TEXT FOR ANALYSIS below:

In the early stages of disease, plain radiographs of patients with BMES are negative. Demineralization may become evident within 3–6 weeks of onset of symptoms. A focal loss of radiodensity is seen with blurring of the trabecular structure and cortical borders in the femoral head and neck and sometimes extending down to the intertrochanteric region. The radiolucency may remain evident on plain radiographs even after full resolution of symptoms [13]. During the entire course of disease, the bony margins are preserved and no subchondral lesions are evident.

In ON patients, a radiolucent lesion surrounded by a sclerotic rim of reactive bone or a subchondral area of bone collapse or “crescent sign” is typically seen. These findings are not seen in BMES.

End of TEXT FOR ANALYSIS.
SOURCE INFORMATION below:

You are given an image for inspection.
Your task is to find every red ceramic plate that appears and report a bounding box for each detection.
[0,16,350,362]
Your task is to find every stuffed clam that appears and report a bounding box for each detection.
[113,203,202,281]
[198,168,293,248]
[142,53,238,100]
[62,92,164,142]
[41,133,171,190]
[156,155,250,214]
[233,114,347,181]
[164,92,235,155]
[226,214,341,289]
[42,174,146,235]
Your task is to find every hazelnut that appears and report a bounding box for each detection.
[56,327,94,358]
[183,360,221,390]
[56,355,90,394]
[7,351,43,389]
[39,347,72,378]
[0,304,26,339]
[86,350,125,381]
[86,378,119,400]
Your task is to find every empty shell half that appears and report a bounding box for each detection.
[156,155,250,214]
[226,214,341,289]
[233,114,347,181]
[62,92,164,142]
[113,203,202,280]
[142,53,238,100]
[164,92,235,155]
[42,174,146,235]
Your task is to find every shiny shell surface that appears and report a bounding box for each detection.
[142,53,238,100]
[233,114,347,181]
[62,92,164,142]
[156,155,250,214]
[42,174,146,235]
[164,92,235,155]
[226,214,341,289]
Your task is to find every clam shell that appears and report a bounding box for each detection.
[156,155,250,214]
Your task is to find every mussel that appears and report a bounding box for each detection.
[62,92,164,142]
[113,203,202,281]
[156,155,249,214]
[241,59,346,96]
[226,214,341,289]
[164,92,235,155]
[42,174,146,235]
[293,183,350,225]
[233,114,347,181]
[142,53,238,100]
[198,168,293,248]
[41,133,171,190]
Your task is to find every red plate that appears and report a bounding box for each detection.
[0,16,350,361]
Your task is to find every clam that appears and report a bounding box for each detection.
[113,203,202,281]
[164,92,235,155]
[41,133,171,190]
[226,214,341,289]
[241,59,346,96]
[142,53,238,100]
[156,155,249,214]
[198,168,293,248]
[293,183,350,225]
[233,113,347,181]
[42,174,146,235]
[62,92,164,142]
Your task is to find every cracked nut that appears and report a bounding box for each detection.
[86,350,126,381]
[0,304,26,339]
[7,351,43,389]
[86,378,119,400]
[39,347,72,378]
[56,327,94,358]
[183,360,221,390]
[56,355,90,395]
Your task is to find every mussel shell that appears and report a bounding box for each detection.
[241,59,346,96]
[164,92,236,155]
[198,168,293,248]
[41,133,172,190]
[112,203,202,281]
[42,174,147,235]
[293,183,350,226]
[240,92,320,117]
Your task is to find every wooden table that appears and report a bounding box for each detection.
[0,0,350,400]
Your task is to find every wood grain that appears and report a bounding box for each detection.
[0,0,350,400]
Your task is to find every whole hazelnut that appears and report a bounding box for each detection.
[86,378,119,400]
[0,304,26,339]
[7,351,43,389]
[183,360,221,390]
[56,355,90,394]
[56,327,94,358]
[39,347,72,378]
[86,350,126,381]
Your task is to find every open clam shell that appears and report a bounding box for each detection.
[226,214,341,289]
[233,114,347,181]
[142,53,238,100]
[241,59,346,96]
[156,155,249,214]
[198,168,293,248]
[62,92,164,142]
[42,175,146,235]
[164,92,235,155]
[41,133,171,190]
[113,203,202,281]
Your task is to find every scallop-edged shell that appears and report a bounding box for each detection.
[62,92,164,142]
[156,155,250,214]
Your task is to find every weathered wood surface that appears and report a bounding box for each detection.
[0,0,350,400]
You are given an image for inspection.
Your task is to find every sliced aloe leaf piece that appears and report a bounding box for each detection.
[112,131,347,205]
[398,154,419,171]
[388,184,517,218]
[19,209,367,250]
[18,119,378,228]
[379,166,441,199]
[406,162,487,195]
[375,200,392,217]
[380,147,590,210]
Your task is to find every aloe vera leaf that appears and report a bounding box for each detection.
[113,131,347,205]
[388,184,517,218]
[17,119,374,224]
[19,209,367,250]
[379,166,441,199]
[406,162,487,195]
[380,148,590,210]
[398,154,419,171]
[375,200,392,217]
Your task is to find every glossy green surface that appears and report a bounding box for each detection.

End of SOURCE INFORMATION.

**REQUIREMENT**
Please continue the passage above on plain-radiograph findings in BMES and ON, starting right after its final sentence.

**TASK OUTPUT**
Bone scanning using TC⁹⁹ has been useful in detecting pre-radiographic lesions of BMES. Bone scan shows an increased uptake within a few days of symptoms. Generally diffuse uptake throughout the femoral head and into the neck and metaphysis is seen. Bone scan may be used to differentiate BMES from ON, as ON will typically show an area of photopenia (“cold spot”) in the anterior–superior region of the femoral head [13]. The uptake normalizes in accordance with the resolution of edema.

In ON, a cold spot, which represents necrotic potion, is surrounded by a band of hot uptake, which represents the reactive zone.

Currently, bone scanning has been largely replaced by MRI in the diagnosis of BMES, due to its lack of specificity and radiation hazard.

Histological findings of BMES are similar to those of early stage ON [1, 14, 15].

Hematopoietic cells are not seen in the marrow. The marrow is filled with eosinophilic fluid and necrotic fat. Fibrosis and dilated vessels are observed in the marrow space. However, most lacunae are filled with osteocytes. Sequestrum of completely dead marrow cells and osteocytes is not formed, and there is no evidence of reparative processes, so called reparative zone of osteonecrosis.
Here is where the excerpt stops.